Object pointing dataset rows
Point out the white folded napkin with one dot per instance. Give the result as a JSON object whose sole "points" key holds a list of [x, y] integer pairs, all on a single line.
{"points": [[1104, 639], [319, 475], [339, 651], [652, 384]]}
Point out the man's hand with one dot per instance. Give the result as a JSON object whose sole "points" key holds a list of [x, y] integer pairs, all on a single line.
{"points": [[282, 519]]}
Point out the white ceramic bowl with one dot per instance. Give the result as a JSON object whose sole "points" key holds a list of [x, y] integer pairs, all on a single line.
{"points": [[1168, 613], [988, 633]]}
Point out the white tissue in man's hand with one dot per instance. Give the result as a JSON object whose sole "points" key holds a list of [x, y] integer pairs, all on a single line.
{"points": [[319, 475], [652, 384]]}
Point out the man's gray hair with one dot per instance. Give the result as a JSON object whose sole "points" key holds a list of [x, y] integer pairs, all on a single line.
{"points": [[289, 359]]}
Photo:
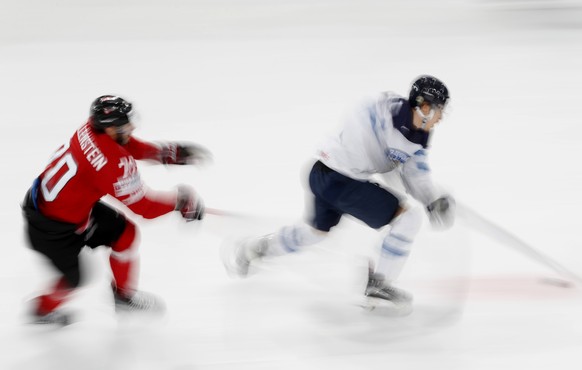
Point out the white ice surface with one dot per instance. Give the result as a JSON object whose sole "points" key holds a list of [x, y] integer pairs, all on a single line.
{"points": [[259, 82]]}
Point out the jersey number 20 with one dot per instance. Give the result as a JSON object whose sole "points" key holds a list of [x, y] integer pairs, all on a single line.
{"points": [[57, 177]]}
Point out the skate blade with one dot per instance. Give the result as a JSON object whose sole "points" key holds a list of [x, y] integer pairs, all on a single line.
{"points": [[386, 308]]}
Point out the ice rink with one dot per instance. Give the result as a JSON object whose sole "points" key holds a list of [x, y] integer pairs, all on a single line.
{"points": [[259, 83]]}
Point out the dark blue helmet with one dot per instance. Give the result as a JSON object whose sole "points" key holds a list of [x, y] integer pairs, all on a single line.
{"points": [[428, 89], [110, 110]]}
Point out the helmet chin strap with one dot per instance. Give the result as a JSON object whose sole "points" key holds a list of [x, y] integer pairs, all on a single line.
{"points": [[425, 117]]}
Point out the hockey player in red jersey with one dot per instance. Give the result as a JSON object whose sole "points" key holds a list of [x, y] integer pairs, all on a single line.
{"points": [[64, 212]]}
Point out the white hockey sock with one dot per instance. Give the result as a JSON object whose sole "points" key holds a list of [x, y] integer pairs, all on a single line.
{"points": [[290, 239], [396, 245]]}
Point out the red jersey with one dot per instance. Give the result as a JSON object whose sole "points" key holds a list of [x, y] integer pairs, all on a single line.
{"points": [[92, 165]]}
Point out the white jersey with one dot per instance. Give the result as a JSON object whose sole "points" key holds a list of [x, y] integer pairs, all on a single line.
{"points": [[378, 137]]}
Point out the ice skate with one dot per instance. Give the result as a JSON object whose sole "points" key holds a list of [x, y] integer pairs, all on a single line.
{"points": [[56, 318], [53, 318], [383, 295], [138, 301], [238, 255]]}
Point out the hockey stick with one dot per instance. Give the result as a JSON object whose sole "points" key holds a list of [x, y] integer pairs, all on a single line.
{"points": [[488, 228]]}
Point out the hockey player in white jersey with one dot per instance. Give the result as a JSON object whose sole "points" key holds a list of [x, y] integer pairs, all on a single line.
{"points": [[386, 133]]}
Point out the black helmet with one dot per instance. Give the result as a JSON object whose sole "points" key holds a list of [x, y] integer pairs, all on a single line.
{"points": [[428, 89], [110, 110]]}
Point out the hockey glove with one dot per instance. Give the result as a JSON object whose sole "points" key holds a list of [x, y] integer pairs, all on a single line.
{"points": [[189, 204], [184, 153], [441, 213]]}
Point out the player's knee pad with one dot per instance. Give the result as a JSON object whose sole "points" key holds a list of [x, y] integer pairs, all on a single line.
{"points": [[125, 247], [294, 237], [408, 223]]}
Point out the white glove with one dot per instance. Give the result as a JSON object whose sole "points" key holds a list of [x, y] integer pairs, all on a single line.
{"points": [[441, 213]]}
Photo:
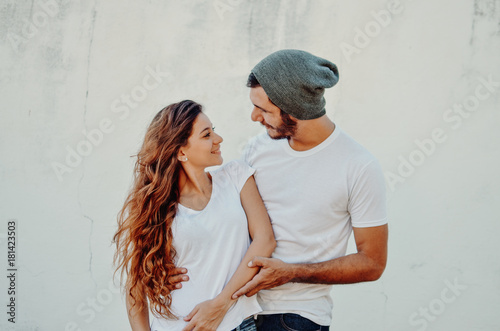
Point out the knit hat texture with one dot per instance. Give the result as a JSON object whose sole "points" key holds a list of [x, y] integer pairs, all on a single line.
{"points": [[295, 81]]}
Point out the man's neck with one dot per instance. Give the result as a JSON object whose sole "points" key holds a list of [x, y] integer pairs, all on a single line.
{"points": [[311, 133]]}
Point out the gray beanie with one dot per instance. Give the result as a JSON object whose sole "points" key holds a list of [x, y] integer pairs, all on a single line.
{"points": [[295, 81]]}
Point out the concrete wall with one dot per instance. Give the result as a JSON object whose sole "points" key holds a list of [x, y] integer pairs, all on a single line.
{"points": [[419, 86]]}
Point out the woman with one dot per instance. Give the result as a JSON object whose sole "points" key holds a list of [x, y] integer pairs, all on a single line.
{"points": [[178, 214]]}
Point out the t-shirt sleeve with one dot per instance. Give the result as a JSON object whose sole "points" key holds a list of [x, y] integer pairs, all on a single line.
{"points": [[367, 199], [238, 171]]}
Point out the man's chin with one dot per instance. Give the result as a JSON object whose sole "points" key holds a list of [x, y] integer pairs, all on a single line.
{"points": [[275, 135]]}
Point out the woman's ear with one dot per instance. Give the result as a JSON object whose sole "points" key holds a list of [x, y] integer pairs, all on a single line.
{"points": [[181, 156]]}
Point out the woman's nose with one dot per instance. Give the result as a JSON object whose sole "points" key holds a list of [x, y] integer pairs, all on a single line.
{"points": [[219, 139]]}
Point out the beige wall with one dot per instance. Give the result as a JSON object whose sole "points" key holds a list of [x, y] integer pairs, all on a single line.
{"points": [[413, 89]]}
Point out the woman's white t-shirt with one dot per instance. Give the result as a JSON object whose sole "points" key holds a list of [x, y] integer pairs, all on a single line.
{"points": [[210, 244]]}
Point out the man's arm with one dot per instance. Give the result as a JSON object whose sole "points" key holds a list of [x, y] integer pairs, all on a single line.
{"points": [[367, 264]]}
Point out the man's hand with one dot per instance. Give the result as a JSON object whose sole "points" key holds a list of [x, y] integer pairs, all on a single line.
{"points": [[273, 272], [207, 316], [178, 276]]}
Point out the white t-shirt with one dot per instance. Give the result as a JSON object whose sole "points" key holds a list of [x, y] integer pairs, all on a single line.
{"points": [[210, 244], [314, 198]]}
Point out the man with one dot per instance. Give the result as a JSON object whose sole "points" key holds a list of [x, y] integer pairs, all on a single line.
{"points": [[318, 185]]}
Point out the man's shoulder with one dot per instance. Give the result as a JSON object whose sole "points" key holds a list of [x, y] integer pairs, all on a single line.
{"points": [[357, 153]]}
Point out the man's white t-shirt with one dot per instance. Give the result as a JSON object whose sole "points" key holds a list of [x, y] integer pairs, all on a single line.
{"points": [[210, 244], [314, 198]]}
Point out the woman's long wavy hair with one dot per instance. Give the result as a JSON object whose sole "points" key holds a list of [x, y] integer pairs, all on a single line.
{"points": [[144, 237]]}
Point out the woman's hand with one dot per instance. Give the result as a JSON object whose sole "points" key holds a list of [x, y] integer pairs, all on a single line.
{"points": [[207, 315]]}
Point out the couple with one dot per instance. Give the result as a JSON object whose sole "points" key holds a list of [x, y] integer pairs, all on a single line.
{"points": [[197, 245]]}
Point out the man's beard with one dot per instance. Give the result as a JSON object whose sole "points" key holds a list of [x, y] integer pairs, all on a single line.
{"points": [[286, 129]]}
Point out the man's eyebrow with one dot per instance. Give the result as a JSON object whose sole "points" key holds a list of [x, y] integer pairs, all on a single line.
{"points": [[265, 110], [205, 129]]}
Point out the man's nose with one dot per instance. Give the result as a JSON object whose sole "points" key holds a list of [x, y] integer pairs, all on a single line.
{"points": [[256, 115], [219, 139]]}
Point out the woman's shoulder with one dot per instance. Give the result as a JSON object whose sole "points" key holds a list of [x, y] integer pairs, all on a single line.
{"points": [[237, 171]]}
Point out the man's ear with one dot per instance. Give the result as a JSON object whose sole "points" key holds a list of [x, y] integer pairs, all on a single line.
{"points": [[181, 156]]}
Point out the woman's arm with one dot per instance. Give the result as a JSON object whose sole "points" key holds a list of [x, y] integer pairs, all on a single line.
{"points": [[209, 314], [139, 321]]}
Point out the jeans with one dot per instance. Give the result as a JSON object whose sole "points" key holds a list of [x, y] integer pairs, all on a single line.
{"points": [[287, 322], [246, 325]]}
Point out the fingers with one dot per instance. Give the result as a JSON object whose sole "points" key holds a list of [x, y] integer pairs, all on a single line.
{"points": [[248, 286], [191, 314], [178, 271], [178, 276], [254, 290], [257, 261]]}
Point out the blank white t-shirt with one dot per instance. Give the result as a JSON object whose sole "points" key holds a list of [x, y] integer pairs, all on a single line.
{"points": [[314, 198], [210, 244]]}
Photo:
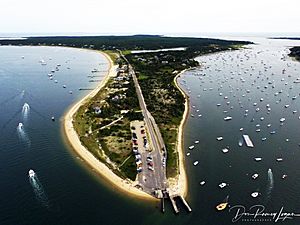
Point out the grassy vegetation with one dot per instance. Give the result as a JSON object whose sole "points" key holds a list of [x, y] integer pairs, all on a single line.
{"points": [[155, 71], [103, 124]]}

> EXERCISE DETAILS
Only the lines from the one containing "Point out the woman's shoulder" through the last line of the records above should be repeated, exactly and without pictures.

> ANSWER BELOW
Point out the woman's shoulder with one dot per instance. Give the result as a JSON object whose sole "points" key holds a list of [x, y] integer pairs, all on a single line.
{"points": [[237, 171]]}
Point out the man's ear with one dot per instance. Give the result as a JSON object whose sole "points" key holds a list of [x, y] integer pairs, all on a single line.
{"points": [[181, 156]]}
Point out the woman's arm with one dot per instance. Give the result as a JSON object whose sole "points" key holds a list of [x, y] integer pairs, all on a single line.
{"points": [[209, 314], [139, 321]]}
Point out the jeans with one dot per instance. Give the result as a JSON object whose sole "points" key holds a list of [x, y] integer pairs, all on a single line.
{"points": [[287, 322], [246, 325]]}
Point out the fingers with one dot per instance. Give the result as a JSON object whose sole "points" key holds a list of [x, y] integer pairs, all on a single line.
{"points": [[248, 286], [191, 314], [178, 271], [178, 276], [254, 290], [257, 261]]}
Point out the blank white t-shirt with one dot per instance. Give the result as a JSON object whose sole "points" key holds a list of [x, y] integer pairs, all on a single line.
{"points": [[314, 198], [210, 244]]}
Photo:
Point out the grassy vegetation with one dot per instance. Give the result as a JSON object whose sole "points" key holds a list of [x, y] integer pairs, all on a single line.
{"points": [[155, 71], [103, 124]]}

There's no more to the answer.